# The problem:
Reproduce the data below line by line, from its first line to the line with "Please review the image above and annotate the amber-lit", both included, and nothing past that point.

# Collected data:
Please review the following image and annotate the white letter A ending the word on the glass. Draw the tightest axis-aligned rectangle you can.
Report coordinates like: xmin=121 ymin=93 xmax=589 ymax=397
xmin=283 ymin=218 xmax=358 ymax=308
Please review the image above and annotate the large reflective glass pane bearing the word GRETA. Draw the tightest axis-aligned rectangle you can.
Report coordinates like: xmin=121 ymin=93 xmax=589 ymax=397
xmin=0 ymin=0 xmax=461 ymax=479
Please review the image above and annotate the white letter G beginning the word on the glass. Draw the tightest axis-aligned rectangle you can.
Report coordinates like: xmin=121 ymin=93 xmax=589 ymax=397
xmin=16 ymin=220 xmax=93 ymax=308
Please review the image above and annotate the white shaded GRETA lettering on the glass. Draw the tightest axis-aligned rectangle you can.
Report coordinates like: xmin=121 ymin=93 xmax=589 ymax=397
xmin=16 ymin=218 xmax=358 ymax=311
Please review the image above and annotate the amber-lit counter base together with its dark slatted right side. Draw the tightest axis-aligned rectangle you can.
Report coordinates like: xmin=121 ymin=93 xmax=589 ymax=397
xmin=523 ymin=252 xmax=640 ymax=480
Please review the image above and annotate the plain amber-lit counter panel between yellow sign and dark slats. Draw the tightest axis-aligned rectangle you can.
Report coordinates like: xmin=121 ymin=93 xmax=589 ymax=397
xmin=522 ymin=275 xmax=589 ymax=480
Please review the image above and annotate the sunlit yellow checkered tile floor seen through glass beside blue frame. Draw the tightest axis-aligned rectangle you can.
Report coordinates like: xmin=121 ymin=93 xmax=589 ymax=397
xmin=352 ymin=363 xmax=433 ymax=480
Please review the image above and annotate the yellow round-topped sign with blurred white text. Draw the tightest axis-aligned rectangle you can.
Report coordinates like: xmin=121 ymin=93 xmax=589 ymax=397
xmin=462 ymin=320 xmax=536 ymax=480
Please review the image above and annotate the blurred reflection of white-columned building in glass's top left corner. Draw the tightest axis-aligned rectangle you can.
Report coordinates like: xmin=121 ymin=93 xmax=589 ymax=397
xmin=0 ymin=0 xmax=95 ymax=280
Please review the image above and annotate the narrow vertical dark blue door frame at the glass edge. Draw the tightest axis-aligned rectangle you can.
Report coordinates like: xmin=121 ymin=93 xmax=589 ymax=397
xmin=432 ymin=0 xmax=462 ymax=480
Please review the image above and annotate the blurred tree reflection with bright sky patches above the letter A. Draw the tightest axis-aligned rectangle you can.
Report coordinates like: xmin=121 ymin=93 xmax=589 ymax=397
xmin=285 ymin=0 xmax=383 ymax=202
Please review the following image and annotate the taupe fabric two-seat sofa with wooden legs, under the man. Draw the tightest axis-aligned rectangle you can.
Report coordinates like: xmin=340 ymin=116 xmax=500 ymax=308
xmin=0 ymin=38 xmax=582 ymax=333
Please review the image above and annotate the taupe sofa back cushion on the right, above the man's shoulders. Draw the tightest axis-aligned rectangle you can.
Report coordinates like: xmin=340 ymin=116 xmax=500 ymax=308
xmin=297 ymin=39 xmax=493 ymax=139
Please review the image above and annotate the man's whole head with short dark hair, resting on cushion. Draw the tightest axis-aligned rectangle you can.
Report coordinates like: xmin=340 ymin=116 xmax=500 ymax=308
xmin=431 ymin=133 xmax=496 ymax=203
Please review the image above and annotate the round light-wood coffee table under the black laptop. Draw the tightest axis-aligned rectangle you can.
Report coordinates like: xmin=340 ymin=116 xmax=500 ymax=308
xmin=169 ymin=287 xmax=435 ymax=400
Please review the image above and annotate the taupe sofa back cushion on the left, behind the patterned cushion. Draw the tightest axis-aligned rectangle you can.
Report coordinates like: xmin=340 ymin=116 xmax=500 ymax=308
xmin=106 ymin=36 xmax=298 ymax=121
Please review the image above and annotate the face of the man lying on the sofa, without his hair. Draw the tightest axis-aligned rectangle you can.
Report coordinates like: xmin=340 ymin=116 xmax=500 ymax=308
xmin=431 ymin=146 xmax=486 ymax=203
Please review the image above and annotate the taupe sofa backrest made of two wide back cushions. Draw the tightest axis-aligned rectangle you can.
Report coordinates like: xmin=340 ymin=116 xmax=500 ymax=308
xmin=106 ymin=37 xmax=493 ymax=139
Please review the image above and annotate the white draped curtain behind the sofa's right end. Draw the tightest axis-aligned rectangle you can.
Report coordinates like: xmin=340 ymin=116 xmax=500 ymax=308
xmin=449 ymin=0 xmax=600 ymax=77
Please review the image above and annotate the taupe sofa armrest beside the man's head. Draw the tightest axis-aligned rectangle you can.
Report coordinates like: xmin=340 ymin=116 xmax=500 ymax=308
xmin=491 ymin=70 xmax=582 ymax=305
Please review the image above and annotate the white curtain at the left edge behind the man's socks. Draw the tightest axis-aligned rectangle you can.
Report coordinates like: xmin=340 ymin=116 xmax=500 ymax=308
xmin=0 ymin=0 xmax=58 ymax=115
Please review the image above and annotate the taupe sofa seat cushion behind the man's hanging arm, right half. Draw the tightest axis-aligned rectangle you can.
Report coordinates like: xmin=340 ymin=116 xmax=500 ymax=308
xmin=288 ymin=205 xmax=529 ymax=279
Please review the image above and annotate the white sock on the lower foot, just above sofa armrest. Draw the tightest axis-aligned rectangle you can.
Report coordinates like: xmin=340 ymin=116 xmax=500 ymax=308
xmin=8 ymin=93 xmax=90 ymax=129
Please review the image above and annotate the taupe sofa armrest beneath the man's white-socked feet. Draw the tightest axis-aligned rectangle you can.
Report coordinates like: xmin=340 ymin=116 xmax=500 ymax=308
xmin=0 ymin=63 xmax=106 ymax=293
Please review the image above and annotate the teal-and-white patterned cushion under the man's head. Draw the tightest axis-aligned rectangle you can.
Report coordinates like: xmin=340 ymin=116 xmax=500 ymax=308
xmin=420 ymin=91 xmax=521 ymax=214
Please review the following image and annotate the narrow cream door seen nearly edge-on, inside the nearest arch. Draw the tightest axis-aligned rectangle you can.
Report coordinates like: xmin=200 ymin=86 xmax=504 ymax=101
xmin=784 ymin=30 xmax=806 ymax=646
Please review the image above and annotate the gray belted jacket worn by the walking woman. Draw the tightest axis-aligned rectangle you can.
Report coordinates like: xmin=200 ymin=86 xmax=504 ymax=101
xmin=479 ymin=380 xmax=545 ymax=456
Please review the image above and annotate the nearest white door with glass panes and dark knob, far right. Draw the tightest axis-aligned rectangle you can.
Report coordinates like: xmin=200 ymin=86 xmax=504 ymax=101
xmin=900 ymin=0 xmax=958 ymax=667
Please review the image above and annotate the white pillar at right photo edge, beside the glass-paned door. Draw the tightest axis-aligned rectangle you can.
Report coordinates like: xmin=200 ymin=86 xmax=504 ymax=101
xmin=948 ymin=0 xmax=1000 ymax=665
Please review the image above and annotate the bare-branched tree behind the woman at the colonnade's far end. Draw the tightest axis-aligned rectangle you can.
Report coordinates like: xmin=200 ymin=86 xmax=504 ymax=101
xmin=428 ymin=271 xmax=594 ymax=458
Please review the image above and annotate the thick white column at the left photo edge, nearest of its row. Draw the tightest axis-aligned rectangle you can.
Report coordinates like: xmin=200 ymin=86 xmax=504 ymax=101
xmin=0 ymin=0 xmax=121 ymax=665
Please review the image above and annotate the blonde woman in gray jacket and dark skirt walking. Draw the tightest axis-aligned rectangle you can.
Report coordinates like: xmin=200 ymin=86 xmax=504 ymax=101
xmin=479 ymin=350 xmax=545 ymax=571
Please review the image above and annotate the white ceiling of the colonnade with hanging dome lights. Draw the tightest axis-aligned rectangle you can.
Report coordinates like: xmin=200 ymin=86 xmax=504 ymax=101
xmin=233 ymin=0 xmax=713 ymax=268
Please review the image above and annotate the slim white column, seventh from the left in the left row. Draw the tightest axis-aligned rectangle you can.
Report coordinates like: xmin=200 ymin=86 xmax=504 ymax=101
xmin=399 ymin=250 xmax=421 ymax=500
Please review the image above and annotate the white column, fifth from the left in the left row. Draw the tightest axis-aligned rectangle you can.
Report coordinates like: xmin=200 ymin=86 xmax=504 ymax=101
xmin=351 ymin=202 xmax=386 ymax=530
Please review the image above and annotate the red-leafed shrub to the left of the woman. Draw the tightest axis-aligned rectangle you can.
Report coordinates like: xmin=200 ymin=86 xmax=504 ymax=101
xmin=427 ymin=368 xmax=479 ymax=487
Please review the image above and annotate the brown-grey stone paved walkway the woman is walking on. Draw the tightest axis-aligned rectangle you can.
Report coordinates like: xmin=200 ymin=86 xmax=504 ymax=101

# Task solution:
Please review the following image and annotate the white letter A ending the word on the glass. Draw the tightest axis-aligned rectangle you can.
Report coordinates like: xmin=121 ymin=93 xmax=589 ymax=397
xmin=283 ymin=218 xmax=358 ymax=308
Please review the image above and annotate the large reflective glass pane bearing the word GRETA. Draw the tightest axis-aligned rectangle you can.
Report coordinates like: xmin=121 ymin=93 xmax=589 ymax=397
xmin=0 ymin=0 xmax=461 ymax=479
Please review the image above and annotate the white letter G beginning the word on the glass. Draw the tightest axis-aligned rectangle you can.
Report coordinates like: xmin=121 ymin=93 xmax=589 ymax=397
xmin=16 ymin=220 xmax=93 ymax=308
Please review the image above and annotate the white shaded GRETA lettering on the glass. Draw the tightest axis-aligned rectangle you can.
Report coordinates like: xmin=121 ymin=93 xmax=589 ymax=397
xmin=16 ymin=218 xmax=358 ymax=311
Please review the image above and annotate the amber-lit counter base together with its dark slatted right side. Draw the tightest axis-aligned rectangle you can.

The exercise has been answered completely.